# [What to produce]
Return each of the following records unchanged, line for line.

# [Source records]
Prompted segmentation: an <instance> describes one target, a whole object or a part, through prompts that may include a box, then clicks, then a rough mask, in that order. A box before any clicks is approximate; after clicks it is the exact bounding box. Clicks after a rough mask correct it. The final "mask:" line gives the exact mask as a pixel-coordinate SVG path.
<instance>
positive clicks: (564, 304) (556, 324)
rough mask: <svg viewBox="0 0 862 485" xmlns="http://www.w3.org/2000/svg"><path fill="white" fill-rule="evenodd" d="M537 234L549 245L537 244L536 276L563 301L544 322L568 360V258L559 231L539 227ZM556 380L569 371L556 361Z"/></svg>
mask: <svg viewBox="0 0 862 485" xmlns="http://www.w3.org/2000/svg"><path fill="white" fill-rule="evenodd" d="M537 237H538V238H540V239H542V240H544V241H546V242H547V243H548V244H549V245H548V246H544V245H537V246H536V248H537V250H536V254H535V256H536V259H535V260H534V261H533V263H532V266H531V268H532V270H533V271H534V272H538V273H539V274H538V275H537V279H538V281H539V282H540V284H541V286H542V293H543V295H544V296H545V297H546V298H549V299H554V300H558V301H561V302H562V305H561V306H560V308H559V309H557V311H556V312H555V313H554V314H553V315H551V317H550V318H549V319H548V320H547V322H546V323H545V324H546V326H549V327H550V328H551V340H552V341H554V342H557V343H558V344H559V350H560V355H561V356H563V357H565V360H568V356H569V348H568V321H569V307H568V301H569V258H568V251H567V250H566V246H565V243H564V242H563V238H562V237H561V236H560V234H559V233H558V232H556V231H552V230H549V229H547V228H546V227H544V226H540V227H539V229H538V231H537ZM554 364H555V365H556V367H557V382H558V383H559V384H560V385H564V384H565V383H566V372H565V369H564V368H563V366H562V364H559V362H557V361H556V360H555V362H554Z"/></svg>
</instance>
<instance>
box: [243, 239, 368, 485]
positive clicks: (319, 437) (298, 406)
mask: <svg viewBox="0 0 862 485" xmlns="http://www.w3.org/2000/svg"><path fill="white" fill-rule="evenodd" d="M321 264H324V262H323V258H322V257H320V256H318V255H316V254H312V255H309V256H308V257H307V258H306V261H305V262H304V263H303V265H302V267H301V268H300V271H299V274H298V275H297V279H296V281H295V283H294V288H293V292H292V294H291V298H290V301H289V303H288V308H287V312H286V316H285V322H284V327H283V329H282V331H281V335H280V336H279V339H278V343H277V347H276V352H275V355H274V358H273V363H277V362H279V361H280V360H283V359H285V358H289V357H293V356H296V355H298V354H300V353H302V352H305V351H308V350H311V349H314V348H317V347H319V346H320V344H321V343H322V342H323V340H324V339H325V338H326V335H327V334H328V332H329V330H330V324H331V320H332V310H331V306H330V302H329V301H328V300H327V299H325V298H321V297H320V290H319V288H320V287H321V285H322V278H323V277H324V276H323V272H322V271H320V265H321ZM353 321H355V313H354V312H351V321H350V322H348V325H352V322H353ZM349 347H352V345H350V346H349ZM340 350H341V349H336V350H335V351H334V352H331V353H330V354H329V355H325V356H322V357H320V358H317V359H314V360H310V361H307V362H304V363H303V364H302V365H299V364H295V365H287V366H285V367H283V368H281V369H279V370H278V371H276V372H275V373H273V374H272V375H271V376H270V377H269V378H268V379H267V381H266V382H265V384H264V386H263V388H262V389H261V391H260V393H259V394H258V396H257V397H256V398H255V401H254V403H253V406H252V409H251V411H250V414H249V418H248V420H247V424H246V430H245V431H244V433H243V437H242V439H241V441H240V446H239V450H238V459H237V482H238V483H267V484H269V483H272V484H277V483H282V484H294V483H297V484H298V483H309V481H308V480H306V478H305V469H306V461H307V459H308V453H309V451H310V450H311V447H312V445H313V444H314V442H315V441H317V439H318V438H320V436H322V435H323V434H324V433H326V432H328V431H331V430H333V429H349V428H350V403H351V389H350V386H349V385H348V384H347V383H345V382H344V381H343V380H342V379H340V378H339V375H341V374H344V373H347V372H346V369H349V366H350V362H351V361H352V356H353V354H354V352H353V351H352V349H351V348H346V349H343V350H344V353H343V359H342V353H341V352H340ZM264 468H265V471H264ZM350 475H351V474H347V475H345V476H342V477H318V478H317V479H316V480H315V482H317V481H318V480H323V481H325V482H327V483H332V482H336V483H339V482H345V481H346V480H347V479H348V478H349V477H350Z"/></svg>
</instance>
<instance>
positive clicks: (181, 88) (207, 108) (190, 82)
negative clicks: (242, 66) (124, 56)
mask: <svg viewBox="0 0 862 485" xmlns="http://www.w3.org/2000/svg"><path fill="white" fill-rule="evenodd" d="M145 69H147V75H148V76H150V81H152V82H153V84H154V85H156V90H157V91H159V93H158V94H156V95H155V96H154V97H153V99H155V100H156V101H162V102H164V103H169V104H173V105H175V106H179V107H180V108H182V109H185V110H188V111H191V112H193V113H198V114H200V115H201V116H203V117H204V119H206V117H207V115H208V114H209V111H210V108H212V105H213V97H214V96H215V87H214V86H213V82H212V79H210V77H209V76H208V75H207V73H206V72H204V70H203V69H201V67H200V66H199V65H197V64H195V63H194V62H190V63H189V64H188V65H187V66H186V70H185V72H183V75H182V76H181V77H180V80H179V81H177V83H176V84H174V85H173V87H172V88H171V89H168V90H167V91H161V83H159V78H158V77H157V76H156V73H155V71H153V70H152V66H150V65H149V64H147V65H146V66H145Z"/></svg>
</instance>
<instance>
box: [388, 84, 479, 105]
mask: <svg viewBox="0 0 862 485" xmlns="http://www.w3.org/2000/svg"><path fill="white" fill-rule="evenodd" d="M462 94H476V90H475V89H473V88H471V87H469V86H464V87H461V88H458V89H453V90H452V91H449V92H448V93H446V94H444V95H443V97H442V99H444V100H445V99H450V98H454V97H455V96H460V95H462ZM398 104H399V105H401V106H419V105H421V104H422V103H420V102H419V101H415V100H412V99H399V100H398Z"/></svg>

# [Answer to the problem]
Prompted segmentation: an <instance> describes one target, a whole object or a part, through prompts that may include a box, then clicks, then a rough mask, in that order. A box before any clicks is approximate; after clicks it is the exact bounding box. Clicks after a rough mask correct it. The final "mask:" line gives the exact mask as a pixel-coordinate SVG path.
<instance>
positive clicks: (564, 304) (556, 324)
rough mask: <svg viewBox="0 0 862 485" xmlns="http://www.w3.org/2000/svg"><path fill="white" fill-rule="evenodd" d="M537 234L549 245L537 244L536 276L563 301L544 322L568 360V258L559 231L539 227ZM556 380L569 371L556 361Z"/></svg>
mask: <svg viewBox="0 0 862 485" xmlns="http://www.w3.org/2000/svg"><path fill="white" fill-rule="evenodd" d="M537 237H538V238H540V239H542V240H544V241H546V242H547V243H548V244H549V245H548V246H544V245H537V246H536V248H537V250H536V254H535V256H536V259H535V260H534V261H533V263H532V266H531V268H532V270H533V271H534V272H538V273H539V274H538V275H537V279H538V281H539V282H540V284H541V286H542V293H543V295H544V296H545V297H546V298H549V299H554V300H558V301H561V302H562V305H561V306H560V308H559V309H557V311H556V312H555V313H554V314H553V315H551V317H550V318H549V319H548V320H547V322H546V323H545V324H546V326H549V327H550V328H551V340H552V341H554V342H557V343H558V344H559V350H560V355H561V356H563V357H565V360H568V356H569V348H568V321H569V307H568V301H569V258H568V251H567V250H566V246H565V243H564V242H563V238H562V237H561V236H560V234H559V233H558V232H556V231H552V230H549V229H547V228H546V227H544V226H540V227H539V229H538V231H537ZM554 364H555V365H556V367H557V382H558V383H559V384H560V385H564V384H565V383H566V372H565V369H564V368H563V366H562V364H559V362H557V361H556V360H555V362H554Z"/></svg>
</instance>
<instance>
box: [243, 239, 368, 485]
positive clicks: (319, 437) (298, 406)
mask: <svg viewBox="0 0 862 485" xmlns="http://www.w3.org/2000/svg"><path fill="white" fill-rule="evenodd" d="M321 264H324V262H323V258H322V257H320V256H318V255H316V254H312V255H309V256H308V257H307V258H306V261H305V262H304V263H303V265H302V267H301V268H300V271H299V274H298V275H297V279H296V281H295V283H294V288H293V292H292V294H291V298H290V301H289V303H288V308H287V312H286V316H285V322H284V327H283V329H282V331H281V335H280V336H279V339H278V343H277V347H276V352H275V355H274V358H273V363H277V362H279V361H280V360H283V359H285V358H289V357H293V356H296V355H298V354H300V353H302V352H305V351H308V350H311V349H314V348H317V347H319V346H320V344H321V343H322V342H323V340H324V339H325V338H326V335H327V334H328V332H329V330H330V324H331V320H332V310H331V306H330V302H329V301H328V300H327V299H325V298H321V297H320V290H319V288H320V287H321V285H322V278H323V277H324V276H323V272H322V271H320V265H321ZM353 321H355V313H354V312H351V321H350V322H348V325H352V322H353ZM349 347H352V345H350V346H349ZM340 350H341V349H336V350H335V351H334V352H331V353H330V354H329V355H325V356H322V357H320V358H317V359H314V360H310V361H307V362H304V363H303V364H302V365H299V364H295V365H287V366H285V367H283V368H281V369H279V370H278V371H276V372H275V373H273V374H272V375H271V376H270V377H269V378H268V379H267V381H266V382H265V384H264V386H263V388H262V389H261V391H260V393H259V394H258V396H257V397H256V398H255V401H254V403H253V406H252V409H251V411H250V414H249V418H248V420H247V424H246V430H245V431H244V433H243V437H242V439H241V441H240V446H239V450H238V459H237V482H238V483H267V484H269V483H272V484H277V483H282V484H294V483H297V484H298V483H309V481H308V480H306V478H305V469H306V461H307V459H308V453H309V451H310V450H311V447H312V445H313V444H314V442H315V441H317V439H318V438H320V436H322V435H323V434H324V433H326V432H328V431H331V430H333V429H349V428H350V403H351V389H350V386H349V385H348V384H347V383H345V382H344V381H343V380H342V379H340V378H339V375H341V374H344V373H347V372H346V369H349V366H350V362H351V361H352V356H353V354H354V352H353V351H352V349H351V348H346V349H343V350H344V353H343V359H342V353H341V352H340ZM264 468H265V471H264ZM350 475H351V474H347V475H345V476H342V477H318V478H317V479H316V480H315V482H317V481H318V480H323V481H325V482H327V483H332V482H336V483H339V482H345V481H346V480H347V479H348V478H349V477H350Z"/></svg>
</instance>
<instance>
positive clicks: (181, 88) (207, 108) (190, 82)
negative clicks: (242, 66) (124, 56)
mask: <svg viewBox="0 0 862 485" xmlns="http://www.w3.org/2000/svg"><path fill="white" fill-rule="evenodd" d="M145 69H147V75H148V76H150V81H152V82H153V84H154V85H156V90H157V91H159V93H158V94H156V95H155V96H154V97H153V99H155V100H156V101H162V102H164V103H169V104H173V105H175V106H179V107H180V108H182V109H185V110H188V111H191V112H193V113H198V114H200V115H201V116H203V117H204V119H206V117H207V115H208V114H209V111H210V108H212V105H213V97H214V96H215V87H214V86H213V82H212V79H210V77H209V76H208V75H207V73H206V72H204V70H203V69H201V67H200V66H199V65H197V64H195V63H194V62H190V63H189V64H188V65H187V66H186V70H185V72H183V75H182V76H181V77H180V80H179V81H177V83H176V84H174V85H173V87H172V88H171V89H168V90H167V91H161V83H159V78H158V77H157V76H156V73H155V71H153V70H152V66H150V65H149V64H147V65H146V66H145Z"/></svg>
</instance>
<instance>
box: [388, 84, 479, 105]
mask: <svg viewBox="0 0 862 485" xmlns="http://www.w3.org/2000/svg"><path fill="white" fill-rule="evenodd" d="M462 94H476V90H475V89H473V88H471V87H469V86H464V87H461V88H458V89H453V90H452V91H449V92H448V93H446V94H444V95H443V97H442V99H444V100H445V99H450V98H454V97H455V96H460V95H462ZM398 104H399V105H401V106H419V105H421V104H422V103H420V102H419V101H415V100H412V99H399V100H398Z"/></svg>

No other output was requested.